Keep only the lines that hold the string "white", filtering out the rest of the entries below.

● **Stored data entries**:
────

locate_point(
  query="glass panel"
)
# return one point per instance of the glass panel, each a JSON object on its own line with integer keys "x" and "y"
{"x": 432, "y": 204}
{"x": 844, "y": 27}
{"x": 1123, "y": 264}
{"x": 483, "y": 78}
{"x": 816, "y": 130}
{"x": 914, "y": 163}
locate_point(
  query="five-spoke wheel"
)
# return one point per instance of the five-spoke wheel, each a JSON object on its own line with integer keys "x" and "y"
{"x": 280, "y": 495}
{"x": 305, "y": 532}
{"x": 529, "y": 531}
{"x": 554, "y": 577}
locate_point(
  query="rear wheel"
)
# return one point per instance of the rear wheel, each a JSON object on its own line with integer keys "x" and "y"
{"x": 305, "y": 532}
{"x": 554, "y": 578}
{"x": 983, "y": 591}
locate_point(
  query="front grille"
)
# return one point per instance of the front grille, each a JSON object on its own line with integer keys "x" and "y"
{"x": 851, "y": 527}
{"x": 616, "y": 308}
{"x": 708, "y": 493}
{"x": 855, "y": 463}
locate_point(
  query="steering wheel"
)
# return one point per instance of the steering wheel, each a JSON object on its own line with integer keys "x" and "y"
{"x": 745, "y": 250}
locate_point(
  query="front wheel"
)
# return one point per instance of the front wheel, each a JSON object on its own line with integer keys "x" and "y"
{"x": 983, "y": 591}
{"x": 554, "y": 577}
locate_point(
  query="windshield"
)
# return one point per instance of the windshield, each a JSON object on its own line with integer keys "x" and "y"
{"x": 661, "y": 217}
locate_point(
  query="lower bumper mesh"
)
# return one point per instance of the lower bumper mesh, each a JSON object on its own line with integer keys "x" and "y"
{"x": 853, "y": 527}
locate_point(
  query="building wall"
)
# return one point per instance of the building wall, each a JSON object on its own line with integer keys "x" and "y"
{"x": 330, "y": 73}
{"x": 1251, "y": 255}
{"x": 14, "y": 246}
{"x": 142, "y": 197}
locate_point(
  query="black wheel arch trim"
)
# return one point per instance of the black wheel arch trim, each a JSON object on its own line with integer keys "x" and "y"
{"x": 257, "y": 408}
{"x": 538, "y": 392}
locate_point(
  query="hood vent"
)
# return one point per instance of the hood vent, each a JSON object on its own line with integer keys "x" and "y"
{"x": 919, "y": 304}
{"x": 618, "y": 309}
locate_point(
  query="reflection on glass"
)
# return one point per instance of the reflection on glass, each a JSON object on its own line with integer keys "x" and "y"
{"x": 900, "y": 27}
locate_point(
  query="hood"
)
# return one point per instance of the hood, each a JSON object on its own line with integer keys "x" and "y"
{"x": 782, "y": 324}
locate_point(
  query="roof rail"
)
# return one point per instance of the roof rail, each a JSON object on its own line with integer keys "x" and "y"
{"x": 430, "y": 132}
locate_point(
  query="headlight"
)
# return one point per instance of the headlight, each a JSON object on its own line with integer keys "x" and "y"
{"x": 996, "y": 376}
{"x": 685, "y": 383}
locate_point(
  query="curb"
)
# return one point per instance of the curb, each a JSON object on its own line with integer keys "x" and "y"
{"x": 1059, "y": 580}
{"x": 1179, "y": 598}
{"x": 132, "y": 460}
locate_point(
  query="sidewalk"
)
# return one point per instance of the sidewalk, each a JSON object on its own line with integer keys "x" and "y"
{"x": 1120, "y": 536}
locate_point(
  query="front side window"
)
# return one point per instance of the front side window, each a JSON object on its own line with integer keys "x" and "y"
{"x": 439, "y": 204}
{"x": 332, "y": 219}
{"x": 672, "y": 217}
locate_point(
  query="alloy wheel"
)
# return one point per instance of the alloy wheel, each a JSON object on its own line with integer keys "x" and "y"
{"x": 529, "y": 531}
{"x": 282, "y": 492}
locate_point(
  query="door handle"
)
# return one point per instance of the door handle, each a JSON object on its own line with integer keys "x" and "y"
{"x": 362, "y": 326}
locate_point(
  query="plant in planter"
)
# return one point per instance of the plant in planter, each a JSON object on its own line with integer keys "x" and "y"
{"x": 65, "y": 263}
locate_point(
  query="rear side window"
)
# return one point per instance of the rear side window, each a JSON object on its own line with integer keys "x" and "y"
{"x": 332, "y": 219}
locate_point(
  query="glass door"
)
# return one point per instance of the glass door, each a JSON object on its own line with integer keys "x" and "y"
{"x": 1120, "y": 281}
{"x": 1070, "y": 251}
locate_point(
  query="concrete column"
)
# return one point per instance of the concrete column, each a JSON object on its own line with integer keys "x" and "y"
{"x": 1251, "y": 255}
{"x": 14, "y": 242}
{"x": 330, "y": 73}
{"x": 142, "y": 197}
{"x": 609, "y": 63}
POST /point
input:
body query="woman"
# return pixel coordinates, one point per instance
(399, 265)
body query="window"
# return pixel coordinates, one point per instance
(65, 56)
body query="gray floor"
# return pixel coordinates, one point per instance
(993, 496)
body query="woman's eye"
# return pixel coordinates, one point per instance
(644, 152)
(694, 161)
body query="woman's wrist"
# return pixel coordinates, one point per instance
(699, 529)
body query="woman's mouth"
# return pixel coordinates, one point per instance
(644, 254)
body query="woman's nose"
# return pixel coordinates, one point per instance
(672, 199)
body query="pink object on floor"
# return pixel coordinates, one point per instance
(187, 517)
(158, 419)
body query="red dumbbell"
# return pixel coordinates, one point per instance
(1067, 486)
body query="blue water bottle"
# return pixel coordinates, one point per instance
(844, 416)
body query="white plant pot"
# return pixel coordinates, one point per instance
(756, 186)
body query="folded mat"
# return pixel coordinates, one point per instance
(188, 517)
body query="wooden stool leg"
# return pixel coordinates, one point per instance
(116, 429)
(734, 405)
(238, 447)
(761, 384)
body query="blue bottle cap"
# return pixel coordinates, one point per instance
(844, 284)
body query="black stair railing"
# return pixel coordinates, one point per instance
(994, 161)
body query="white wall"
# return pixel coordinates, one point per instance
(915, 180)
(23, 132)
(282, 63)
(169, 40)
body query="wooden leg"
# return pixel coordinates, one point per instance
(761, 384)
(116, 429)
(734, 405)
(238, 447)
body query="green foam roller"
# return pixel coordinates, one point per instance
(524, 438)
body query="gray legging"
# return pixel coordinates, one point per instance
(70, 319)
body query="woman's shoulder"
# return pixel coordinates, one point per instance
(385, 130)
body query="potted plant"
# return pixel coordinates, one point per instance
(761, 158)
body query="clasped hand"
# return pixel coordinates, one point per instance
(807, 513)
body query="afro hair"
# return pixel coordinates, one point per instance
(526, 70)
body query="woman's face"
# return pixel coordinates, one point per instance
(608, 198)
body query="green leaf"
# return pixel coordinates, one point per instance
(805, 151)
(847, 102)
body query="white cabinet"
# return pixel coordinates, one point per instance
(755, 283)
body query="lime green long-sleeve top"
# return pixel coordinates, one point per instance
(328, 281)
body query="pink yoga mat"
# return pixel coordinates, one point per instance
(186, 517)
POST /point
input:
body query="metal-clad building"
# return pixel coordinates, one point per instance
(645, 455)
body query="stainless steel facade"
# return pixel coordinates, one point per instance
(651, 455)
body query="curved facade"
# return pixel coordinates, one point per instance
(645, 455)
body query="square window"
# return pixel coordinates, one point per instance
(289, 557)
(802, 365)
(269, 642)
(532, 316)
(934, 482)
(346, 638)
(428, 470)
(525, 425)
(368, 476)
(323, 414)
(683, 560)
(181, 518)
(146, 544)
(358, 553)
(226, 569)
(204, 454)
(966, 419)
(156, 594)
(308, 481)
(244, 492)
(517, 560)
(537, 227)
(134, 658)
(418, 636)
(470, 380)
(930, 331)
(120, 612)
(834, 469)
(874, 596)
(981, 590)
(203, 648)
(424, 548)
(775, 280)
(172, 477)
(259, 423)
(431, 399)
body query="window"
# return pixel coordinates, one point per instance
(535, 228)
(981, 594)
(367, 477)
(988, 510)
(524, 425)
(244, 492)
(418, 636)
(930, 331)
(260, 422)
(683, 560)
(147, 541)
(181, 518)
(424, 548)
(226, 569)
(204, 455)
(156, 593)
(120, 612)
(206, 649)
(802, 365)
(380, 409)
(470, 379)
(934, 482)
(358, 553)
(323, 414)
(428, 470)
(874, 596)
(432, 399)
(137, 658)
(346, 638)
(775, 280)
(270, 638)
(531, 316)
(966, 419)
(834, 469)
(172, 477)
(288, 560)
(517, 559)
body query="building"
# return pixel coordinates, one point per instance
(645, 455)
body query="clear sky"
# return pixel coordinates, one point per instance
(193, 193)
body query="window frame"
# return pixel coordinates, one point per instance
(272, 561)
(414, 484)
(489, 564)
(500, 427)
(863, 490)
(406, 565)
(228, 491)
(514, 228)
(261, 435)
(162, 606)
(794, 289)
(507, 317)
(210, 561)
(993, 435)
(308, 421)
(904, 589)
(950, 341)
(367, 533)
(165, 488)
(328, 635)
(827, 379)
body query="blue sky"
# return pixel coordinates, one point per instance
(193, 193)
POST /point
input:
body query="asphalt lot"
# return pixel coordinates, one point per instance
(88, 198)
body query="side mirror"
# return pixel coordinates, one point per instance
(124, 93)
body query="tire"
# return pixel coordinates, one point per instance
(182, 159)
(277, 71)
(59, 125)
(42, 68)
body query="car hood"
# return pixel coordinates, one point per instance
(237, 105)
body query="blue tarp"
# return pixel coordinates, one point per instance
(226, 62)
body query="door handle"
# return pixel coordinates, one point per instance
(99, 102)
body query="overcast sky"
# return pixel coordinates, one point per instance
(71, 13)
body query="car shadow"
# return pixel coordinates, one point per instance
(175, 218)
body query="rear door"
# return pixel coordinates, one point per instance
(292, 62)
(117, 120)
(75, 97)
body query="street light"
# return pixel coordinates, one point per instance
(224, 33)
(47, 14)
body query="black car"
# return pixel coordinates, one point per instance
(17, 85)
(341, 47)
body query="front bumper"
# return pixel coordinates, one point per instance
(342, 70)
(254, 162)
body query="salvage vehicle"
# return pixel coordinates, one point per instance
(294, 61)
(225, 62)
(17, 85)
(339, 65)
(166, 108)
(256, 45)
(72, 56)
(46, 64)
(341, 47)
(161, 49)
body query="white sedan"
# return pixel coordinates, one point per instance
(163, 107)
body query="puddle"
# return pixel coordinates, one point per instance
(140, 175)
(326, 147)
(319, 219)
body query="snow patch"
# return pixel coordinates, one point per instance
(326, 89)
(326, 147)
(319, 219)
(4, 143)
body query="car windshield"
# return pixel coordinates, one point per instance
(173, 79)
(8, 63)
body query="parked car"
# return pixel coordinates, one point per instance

────

● **REPLY TO THE TASK**:
body query="white plant pot"
body query="white wall"
body query="white cabinet"
body query="white sedan"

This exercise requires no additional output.